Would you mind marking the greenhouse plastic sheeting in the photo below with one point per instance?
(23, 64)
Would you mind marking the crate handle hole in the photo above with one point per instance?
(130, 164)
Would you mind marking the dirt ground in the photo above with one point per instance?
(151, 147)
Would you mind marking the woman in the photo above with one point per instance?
+++++
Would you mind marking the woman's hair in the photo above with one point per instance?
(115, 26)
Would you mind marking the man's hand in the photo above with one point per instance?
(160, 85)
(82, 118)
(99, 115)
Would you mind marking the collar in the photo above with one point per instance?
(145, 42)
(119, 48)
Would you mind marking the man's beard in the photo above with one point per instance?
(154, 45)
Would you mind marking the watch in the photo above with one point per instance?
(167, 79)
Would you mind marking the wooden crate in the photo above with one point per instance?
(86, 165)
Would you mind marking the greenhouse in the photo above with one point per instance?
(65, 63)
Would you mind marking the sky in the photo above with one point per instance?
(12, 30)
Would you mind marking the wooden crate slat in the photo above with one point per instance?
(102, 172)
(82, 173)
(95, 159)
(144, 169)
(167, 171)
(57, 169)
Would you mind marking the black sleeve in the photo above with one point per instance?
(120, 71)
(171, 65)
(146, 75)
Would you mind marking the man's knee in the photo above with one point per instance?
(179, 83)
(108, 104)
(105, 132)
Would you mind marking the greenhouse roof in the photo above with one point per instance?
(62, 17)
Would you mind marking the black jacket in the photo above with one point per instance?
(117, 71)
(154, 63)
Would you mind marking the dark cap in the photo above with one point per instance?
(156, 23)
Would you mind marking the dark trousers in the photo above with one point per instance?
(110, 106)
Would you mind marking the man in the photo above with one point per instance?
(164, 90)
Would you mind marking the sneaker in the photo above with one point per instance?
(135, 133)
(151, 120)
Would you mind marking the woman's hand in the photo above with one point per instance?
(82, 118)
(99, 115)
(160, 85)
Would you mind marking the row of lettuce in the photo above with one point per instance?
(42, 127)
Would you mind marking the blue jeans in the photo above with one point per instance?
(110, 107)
+++++
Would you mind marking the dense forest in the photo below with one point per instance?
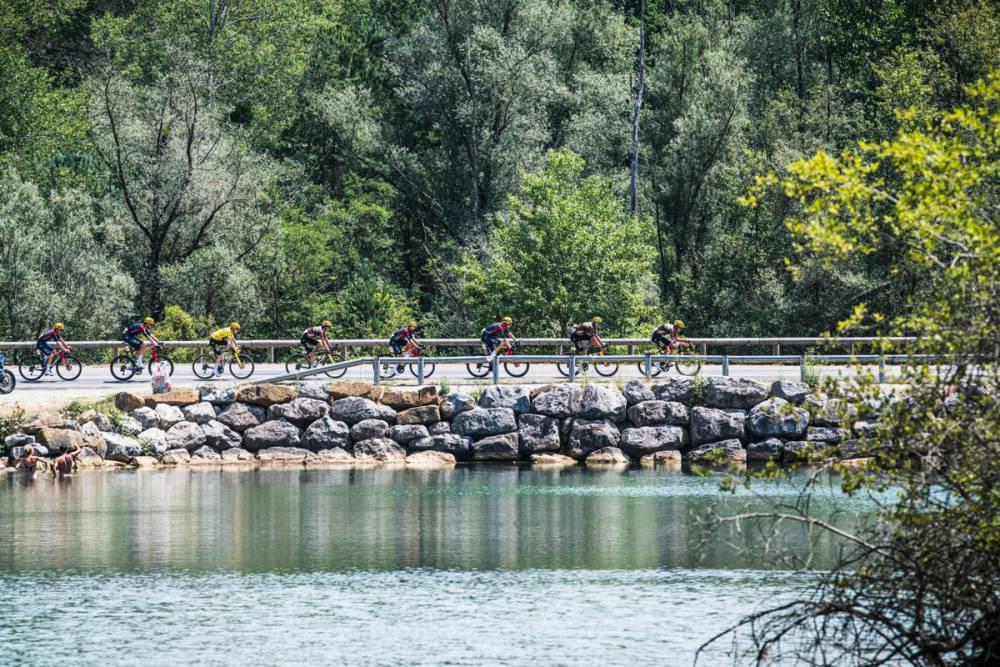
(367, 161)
+++++
Scale the data above that opens with the line containing "Would you mind marking the greenhouse plastic" and closes with the line containing "Would you mind marking the woman in". Write out every line in that part and nothing else, changing only the point coordinates: multiply each by 0.75 and round to a whole number, with halves rounding up.

Would you mind marking the greenhouse plastic sheeting in the photo below with one point per instance?
(17, 48)
Would you mind marking the crate handle hole in the photo above with one point per instance?
(98, 123)
Would you mind marking the dirt ground in the photo above with one point per instance?
(113, 110)
Would you mind marking the woman in the photo above with one point per instance?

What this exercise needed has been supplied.